- **Extracted information**
----------

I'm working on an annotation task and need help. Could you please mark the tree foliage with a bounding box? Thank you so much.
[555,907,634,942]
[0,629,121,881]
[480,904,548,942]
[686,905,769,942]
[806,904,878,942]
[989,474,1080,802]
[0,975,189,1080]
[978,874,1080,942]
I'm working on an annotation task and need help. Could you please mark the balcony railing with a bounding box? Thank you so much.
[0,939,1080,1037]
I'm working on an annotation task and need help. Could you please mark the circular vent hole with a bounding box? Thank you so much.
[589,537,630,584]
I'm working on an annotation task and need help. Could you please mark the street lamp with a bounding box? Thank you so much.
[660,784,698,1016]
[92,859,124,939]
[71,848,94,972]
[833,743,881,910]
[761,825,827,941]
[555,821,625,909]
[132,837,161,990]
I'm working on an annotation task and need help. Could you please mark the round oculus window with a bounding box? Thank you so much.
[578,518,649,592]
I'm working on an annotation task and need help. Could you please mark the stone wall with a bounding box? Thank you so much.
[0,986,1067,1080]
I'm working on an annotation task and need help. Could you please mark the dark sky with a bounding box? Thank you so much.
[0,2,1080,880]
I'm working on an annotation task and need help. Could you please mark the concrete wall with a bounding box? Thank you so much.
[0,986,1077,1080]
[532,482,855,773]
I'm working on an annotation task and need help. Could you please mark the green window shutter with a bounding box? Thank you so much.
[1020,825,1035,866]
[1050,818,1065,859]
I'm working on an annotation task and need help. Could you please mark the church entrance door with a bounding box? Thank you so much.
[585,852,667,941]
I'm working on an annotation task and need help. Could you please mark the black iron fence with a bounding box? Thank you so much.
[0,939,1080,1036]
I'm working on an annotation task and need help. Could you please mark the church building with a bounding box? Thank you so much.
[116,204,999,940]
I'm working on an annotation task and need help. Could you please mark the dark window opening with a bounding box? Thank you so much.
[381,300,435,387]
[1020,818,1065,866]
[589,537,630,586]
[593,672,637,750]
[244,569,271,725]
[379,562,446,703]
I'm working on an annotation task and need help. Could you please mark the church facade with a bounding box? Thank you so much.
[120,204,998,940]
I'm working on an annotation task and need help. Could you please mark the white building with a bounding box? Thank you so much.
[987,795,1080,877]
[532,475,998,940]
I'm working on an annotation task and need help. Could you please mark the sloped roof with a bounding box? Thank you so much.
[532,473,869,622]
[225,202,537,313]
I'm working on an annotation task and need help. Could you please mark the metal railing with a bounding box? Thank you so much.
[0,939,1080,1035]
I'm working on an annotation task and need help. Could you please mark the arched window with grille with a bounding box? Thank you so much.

----------

- **Given exercise**
Reproduce every line of the listing above verbatim, in its original order and without changes.

- **Written solution**
I'm working on an annotation task and need help. Could you please mark the tree foliage with a bounding box? Thank you so much.
[555,907,634,942]
[0,629,121,881]
[480,904,548,942]
[686,905,769,942]
[806,904,878,942]
[989,474,1080,802]
[0,975,189,1080]
[978,874,1080,942]
I'm working on an annotation task and need help. Could you please mark the balcony railing with a bounding box? Thank you so much.
[0,939,1080,1037]
I'm working on an annotation task and need help. Could you please mark the circular vent hole with a bounding box? Thank you so much.
[589,537,630,584]
I'm working on an annotation task and need help. Could you please mark the street lamp with a bounding box? Thank you so much.
[660,784,698,1016]
[92,859,124,939]
[71,848,94,972]
[833,743,881,910]
[761,825,827,941]
[555,821,625,909]
[132,837,161,990]
I'm working on an annotation task and need help. Could you please mark the round oculus window with a bounding box? Thank you so much.
[578,518,649,592]
I'm working on an annotation task and need help. Could you please mark the stone wall with a bounding box? Thank you so much.
[0,986,1067,1080]
I'm working on an annotation task and need help. Could you please mark the dark sky with a bounding box? Thank you so much.
[0,2,1080,880]
I'm working on an annotation task and need help. Could you please mark the concrete wall with a bounding box? Thank you so much.
[0,986,1077,1080]
[532,482,855,773]
I'm working on an annotation task and need help. Could you please mark the green window shutter with a bounding box? Thank you so much.
[1020,825,1035,866]
[1050,818,1065,859]
I'm working on an annotation task and need help. Could you please mark the church entrance door with a bounding box? Thank you so much.
[585,852,667,941]
I'm working on an annotation task and need help. Could you please mark the black iron fence with a bounding box? Thank you so much.
[0,939,1080,1036]
I'm working on an annotation task and need help. Could you please mark the church building with a bounding box? Thank you so much.
[116,204,999,940]
I'm working on an annotation task and need help. Could you please mark the dark window opening with a bounding box? Thank you so much.
[381,300,435,387]
[1020,818,1065,866]
[589,537,630,586]
[593,672,637,750]
[244,569,271,725]
[379,562,446,703]
I'm working on an annotation task and need help. Could you please mark the church facade with a bounding box? Thank you so much.
[120,204,998,940]
I'm working on an annotation task and need help. Could you please mark the white building with a bounding box? Thank you so much.
[987,795,1080,877]
[532,475,998,940]
I'm working on an annotation task and need help. Could you please mark the sloped roof with a bounding box? Thank you so much.
[532,473,869,622]
[225,202,537,313]
I'm working on an annotation task and need help. Could you please mark the metal railing with a bounding box? Thank you so much.
[0,939,1080,1035]
I'm working on an annotation task and need help. Could you please mark the arched window with grille with a bounding box? Thank you so much.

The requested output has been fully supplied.